Have a podcast in 30 days

Without headaches or hassles

Almost every month, a client asks me whether they should buy or lease their car. Since your car is your second or third biggest expense, I figured we’d discuss the pros and cons of buying vs leasing. 

Should you buy or lease your car? 

The answer depends on several unique factors that are specific to you. 

But don’t worry — in this episode, I reveal all the pros and cons of either buying or leasing your car. That way, you can make a better financial decision when you buy a new car. Listen to the episode now. 

Show Highlights Include:

  • Why the market for cars has been turned upside down causing used car prices to skyrocket by 24% compared to last year (3:24) 
  • How depreciation makes owning a car for 6 years cheaper than leasing the same car for 6 years (5:24) 
  • Why paying back the bank is usually easier than paying yourself back (7:19) 
  • The weird way buying a car with cash in retirement could push you into a higher tax bracket (8:57) 
  • How a Toyota Tocoma sells for only $3000 less than the purchase price 8 years ago (11:30) 
  • Why you can get more car for less money when leasing (and why this is both a good and bad thing) (13:04)

- _Information shown_:

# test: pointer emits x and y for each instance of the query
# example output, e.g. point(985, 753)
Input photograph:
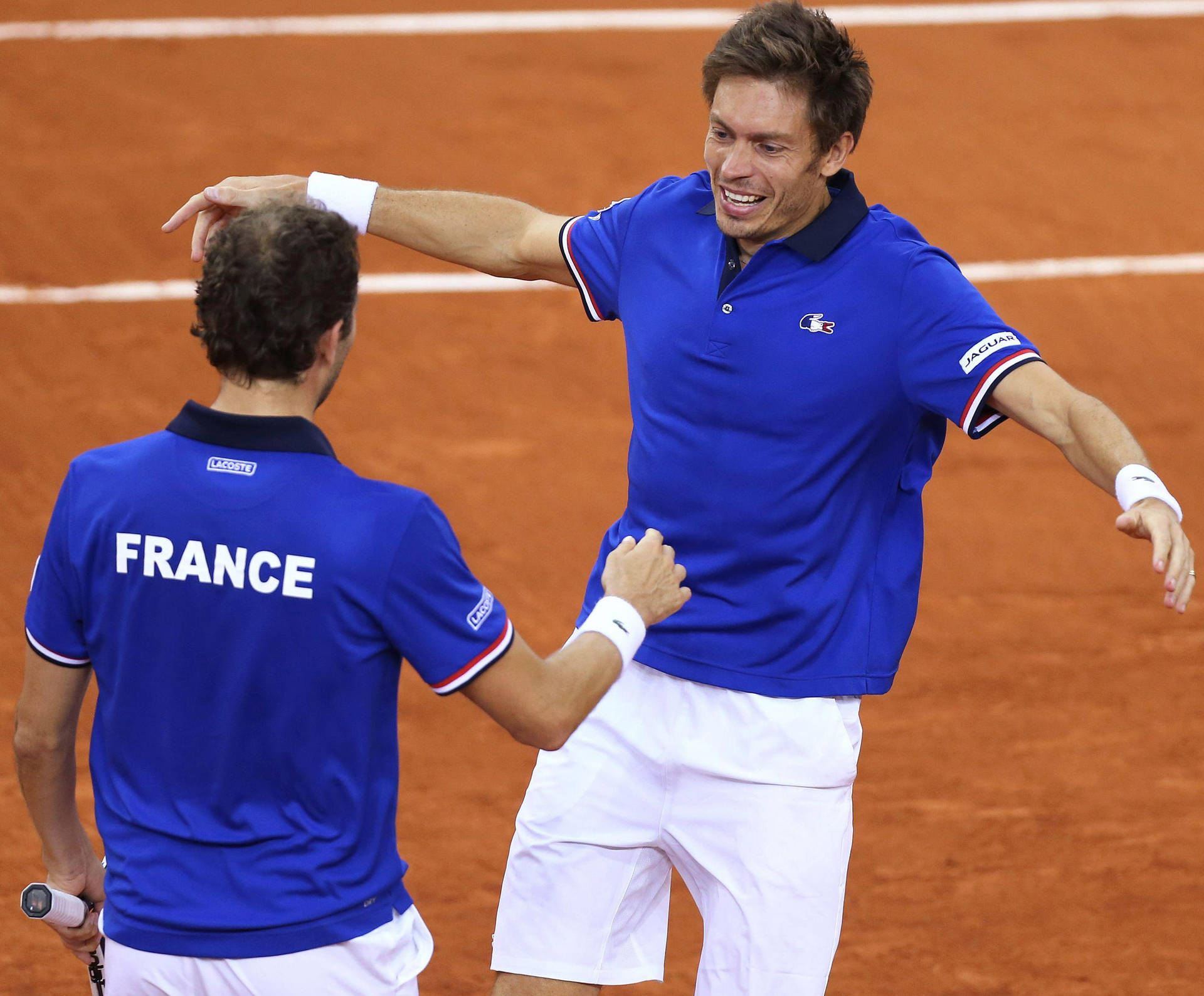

- _Written exercise A_: Reproduce the passage of the episode description on buying versus leasing a car that starts at "But don’t worry" and ends at "yourself back (7:19)".
- _Written exercise B_: According to the episode description on buying versus leasing a car, by what percentage have used car prices risen compared to last year?

- _Solution A_:
But don’t worry — in this episode, I reveal all the pros and cons of either buying or leasing your car. That way, you can make a better financial decision when you buy a new car. Listen to the episode now. 

Show Highlights Include:

  • Why the market for cars has been turned upside down causing used car prices to skyrocket by 24% compared to last year (3:24) 
  • How depreciation makes owning a car for 6 years cheaper than leasing the same car for 6 years (5:24) 
  • Why paying back the bank is usually easier than paying yourself back (7:19)

- _Solution B_: Used car prices have risen by 24% compared to last year.